Work to do
Look below for the line with "Reviewer note: confirm each instance of the dry", and from there restate every line word for word until the entries end.

[Start of Data shown]

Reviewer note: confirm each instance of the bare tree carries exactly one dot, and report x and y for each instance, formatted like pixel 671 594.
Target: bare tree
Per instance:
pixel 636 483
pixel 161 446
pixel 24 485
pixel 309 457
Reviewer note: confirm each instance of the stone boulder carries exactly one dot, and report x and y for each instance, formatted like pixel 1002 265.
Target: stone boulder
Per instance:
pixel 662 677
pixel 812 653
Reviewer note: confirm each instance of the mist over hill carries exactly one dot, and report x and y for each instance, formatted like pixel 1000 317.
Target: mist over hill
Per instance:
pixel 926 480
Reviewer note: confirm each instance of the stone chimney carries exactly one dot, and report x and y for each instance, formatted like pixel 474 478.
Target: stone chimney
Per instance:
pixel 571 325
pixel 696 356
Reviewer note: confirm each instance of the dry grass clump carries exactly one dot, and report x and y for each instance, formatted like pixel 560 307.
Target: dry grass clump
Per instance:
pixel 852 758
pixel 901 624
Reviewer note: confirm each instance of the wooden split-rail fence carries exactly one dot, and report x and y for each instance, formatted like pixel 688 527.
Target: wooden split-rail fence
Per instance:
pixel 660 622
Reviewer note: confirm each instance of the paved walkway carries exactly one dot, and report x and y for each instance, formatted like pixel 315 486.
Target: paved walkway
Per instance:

[End of Data shown]

In response
Reviewer note: confirm each instance of the dry grass clump carries exactly one dot, and report x and y for each instance, formatted like pixel 560 307.
Target: dry grass clump
Per instance:
pixel 852 758
pixel 901 624
Reviewer note: confirm each instance of the wooden split-rail fence carries exactly one dot, and report x and y for each instance, formatted like pixel 688 527.
Target: wooden split-rail fence
Per instance:
pixel 660 622
Reviewer note: confirm each instance of the paved walkway carries exactly one dot, and report x and y for each instance, formatted like pixel 315 486.
Target: paved walkway
Per instance:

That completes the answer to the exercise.